*Stated problem*: Leave out the pictures and repeat every record exactly.

[Records from a point labeling set]
━━━━━━━━━━

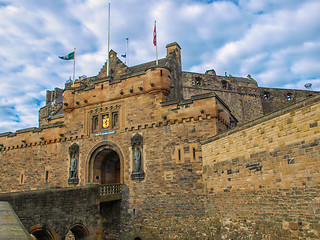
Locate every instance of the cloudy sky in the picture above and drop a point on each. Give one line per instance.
(277, 42)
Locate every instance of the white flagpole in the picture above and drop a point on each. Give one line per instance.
(108, 40)
(155, 41)
(74, 64)
(127, 53)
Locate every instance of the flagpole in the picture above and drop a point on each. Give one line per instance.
(74, 64)
(127, 53)
(108, 40)
(155, 32)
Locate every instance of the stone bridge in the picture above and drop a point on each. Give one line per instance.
(55, 213)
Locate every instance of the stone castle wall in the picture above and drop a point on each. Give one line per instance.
(261, 179)
(58, 210)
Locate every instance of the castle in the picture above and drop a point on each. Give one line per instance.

━━━━━━━━━━

*Complete output*:
Locate every instance of the cloudy sky in the picture above and drop a point on each. Give one line per instance.
(277, 42)
Locate every instance of the white flagpole in the picture above and drop a point on each. Give one line per instance.
(108, 40)
(155, 41)
(74, 64)
(127, 53)
Locate every instance of the flagpole in the picture above and drop a point on each. Give one line per instance.
(74, 64)
(127, 53)
(108, 40)
(155, 32)
Locate every instance of the stone bridge in the picture above and drop a point on each. Give one line per instance.
(55, 213)
Locate every instance of the stone castle wall in the picture above and drop a point on each. Give one line per instance.
(261, 179)
(58, 210)
Locate every instance of the castle in the picture above and drop a point on each. Give one line per instance.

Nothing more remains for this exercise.